▶ _EXERCISE AIM_:
A verbatim transcription of the listing below is required, without its pictures.

▶ _MATERIAL FOR THE TASK_:
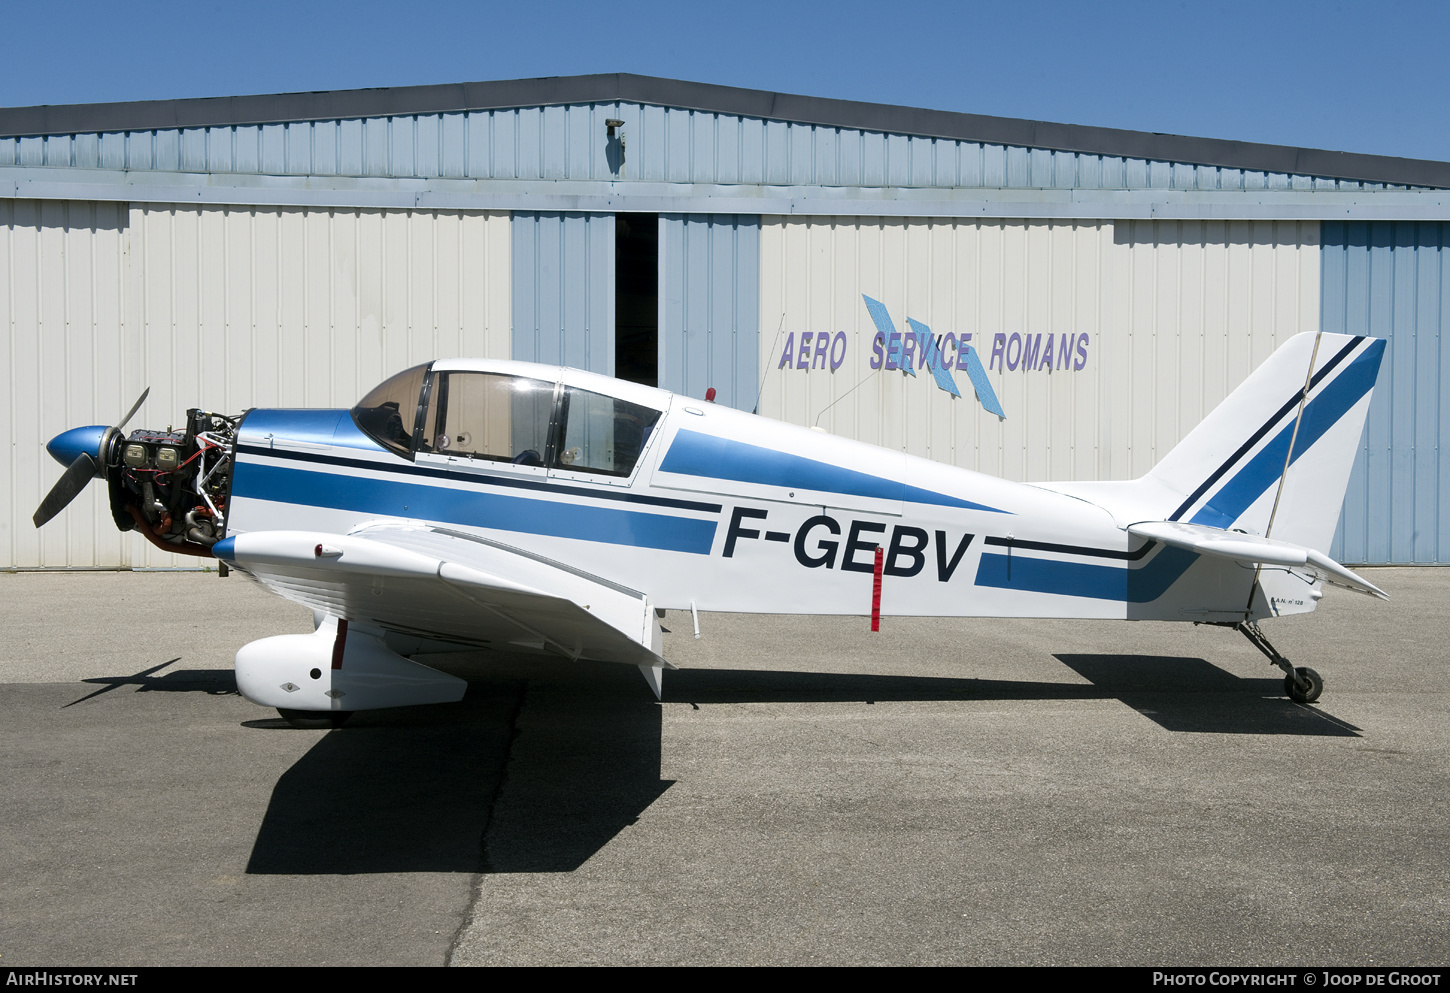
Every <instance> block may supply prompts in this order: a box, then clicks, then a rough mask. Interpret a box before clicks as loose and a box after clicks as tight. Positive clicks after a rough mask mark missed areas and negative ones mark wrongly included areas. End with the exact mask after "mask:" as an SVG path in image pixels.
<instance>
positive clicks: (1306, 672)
mask: <svg viewBox="0 0 1450 993" xmlns="http://www.w3.org/2000/svg"><path fill="white" fill-rule="evenodd" d="M1234 628H1235V629H1237V631H1238V632H1240V633H1243V636H1244V638H1247V639H1248V641H1250V644H1253V647H1254V648H1257V649H1259V651H1261V652H1263V654H1264V655H1267V657H1269V661H1270V662H1273V664H1275V665H1277V667H1279V668H1282V670H1283V673H1285V676H1283V691H1285V693H1288V694H1289V699H1290V700H1293V702H1295V703H1314V702H1315V700H1318V699H1319V694H1321V693H1324V680H1322V678H1319V674H1318V673H1315V671H1314V670H1312V668H1306V667H1304V665H1299V667H1298V668H1295V667H1293V664H1292V662H1290V661H1289V660H1288V658H1285V657H1283V655H1280V654H1279V651H1277V649H1276V648H1275V647H1273V645H1270V644H1269V639H1267V638H1264V635H1263V632H1261V631H1259V625H1257V623H1254V622H1251V620H1250V622H1243V620H1241V622H1238V623H1235V625H1234Z"/></svg>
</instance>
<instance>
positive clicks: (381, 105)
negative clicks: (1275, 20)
mask: <svg viewBox="0 0 1450 993" xmlns="http://www.w3.org/2000/svg"><path fill="white" fill-rule="evenodd" d="M599 103H605V104H608V103H641V104H658V106H667V107H679V109H684V110H697V112H705V113H719V115H732V116H741V117H757V119H764V120H784V122H793V123H806V125H816V126H825V128H840V129H851V130H866V132H880V133H892V135H911V136H924V138H941V139H948V141H966V142H986V144H996V145H1012V146H1024V148H1040V149H1053V151H1067V152H1085V154H1089V155H1109V157H1124V158H1141V159H1156V161H1169V162H1190V164H1201V165H1217V167H1225V168H1231V170H1250V171H1263V173H1282V174H1292V175H1309V177H1330V178H1341V180H1359V181H1366V183H1376V184H1379V183H1382V184H1393V186H1417V187H1440V188H1450V162H1437V161H1428V159H1411V158H1393V157H1388V155H1362V154H1354V152H1334V151H1324V149H1315V148H1293V146H1288V145H1264V144H1256V142H1240V141H1225V139H1217V138H1190V136H1182V135H1164V133H1153V132H1138V130H1121V129H1114V128H1089V126H1082V125H1058V123H1047V122H1040V120H1022V119H1015V117H992V116H985V115H970V113H954V112H945V110H925V109H918V107H899V106H889V104H879V103H860V101H853V100H831V99H825V97H806V96H796V94H787V93H771V91H766V90H748V88H741V87H729V86H715V84H708V83H689V81H682V80H666V78H658V77H648V75H634V74H629V72H602V74H593V75H563V77H548V78H535V80H499V81H486V83H457V84H439V86H412V87H381V88H368V90H323V91H313V93H281V94H264V96H238V97H202V99H187V100H142V101H133V103H87V104H61V106H38V107H6V109H0V138H22V136H42V135H77V133H104V132H133V130H159V129H188V128H220V126H236V125H268V123H291V122H310V120H342V119H360V117H392V116H412V115H436V113H463V112H476V110H497V109H513V107H548V106H570V104H599Z"/></svg>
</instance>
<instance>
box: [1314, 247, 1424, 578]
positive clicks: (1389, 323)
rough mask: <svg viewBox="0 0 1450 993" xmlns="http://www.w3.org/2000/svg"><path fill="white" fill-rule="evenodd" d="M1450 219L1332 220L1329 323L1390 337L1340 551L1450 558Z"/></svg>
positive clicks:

▶ _EXPECTED ANSWER_:
Every <instance> block may supply prompts in this order: a box, then clicks, then a rough mask. Interpret a box before clicks as loose and a box after clicks as tight. Positive clicks after a rough mask mark missed areas and negative ones mark wrongly included areas. End with the exact mask after "mask:" as an SVG path in image pixels.
<instance>
positive clicks: (1306, 672)
mask: <svg viewBox="0 0 1450 993" xmlns="http://www.w3.org/2000/svg"><path fill="white" fill-rule="evenodd" d="M1234 628H1235V629H1237V631H1238V632H1240V633H1243V636H1244V638H1247V639H1248V641H1250V644H1253V647H1254V648H1257V649H1259V651H1261V652H1263V654H1264V655H1267V657H1269V661H1270V662H1273V664H1275V665H1277V667H1279V668H1282V670H1283V673H1285V676H1283V691H1285V693H1288V694H1289V699H1290V700H1293V702H1295V703H1314V702H1315V700H1318V699H1319V694H1321V693H1324V680H1322V678H1319V674H1318V673H1315V671H1314V670H1312V668H1306V667H1304V665H1299V667H1298V668H1295V667H1293V664H1292V662H1290V661H1289V660H1288V658H1285V657H1283V655H1280V654H1279V651H1277V649H1276V648H1275V647H1273V645H1270V644H1269V639H1267V638H1264V635H1263V632H1261V631H1259V625H1257V623H1254V622H1251V620H1250V622H1243V620H1241V622H1238V623H1235V625H1234Z"/></svg>
</instance>
<instance>
positive clicks: (381, 105)
negative clicks: (1275, 20)
mask: <svg viewBox="0 0 1450 993" xmlns="http://www.w3.org/2000/svg"><path fill="white" fill-rule="evenodd" d="M599 103H605V104H608V103H641V104H658V106H667V107H679V109H684V110H697V112H705V113H719V115H732V116H741V117H757V119H764V120H784V122H793V123H806V125H816V126H825V128H840V129H851V130H866V132H880V133H892V135H911V136H924V138H941V139H948V141H966V142H986V144H996V145H1012V146H1024V148H1040V149H1053V151H1067V152H1085V154H1089V155H1109V157H1124V158H1141V159H1156V161H1169V162H1190V164H1201V165H1217V167H1225V168H1231V170H1250V171H1263V173H1282V174H1292V175H1309V177H1330V178H1341V180H1359V181H1366V183H1376V184H1379V183H1382V184H1393V186H1417V187H1440V188H1450V162H1437V161H1428V159H1411V158H1393V157H1388V155H1362V154H1354V152H1334V151H1324V149H1315V148H1293V146H1288V145H1264V144H1256V142H1240V141H1225V139H1217V138H1190V136H1182V135H1164V133H1153V132H1138V130H1121V129H1114V128H1089V126H1082V125H1058V123H1047V122H1040V120H1022V119H1015V117H992V116H985V115H970V113H954V112H945V110H925V109H918V107H899V106H889V104H879V103H860V101H853V100H831V99H825V97H806V96H796V94H787V93H771V91H766V90H748V88H741V87H729V86H715V84H708V83H689V81H682V80H666V78H658V77H648V75H634V74H629V72H602V74H593V75H563V77H548V78H535V80H499V81H486V83H457V84H439V86H412V87H381V88H368V90H323V91H313V93H281V94H264V96H238V97H202V99H187V100H142V101H133V103H87V104H61V106H38V107H6V109H0V138H22V136H42V135H77V133H104V132H133V130H159V129H188V128H220V126H236V125H268V123H291V122H310V120H342V119H360V117H392V116H412V115H436V113H463V112H476V110H497V109H513V107H548V106H570V104H599Z"/></svg>
</instance>
<instance>
box: [1314, 247, 1424, 578]
positive clicks: (1389, 323)
rough mask: <svg viewBox="0 0 1450 993" xmlns="http://www.w3.org/2000/svg"><path fill="white" fill-rule="evenodd" d="M1450 219L1332 220L1329 323L1390 337L1340 551L1450 558Z"/></svg>
positive clicks:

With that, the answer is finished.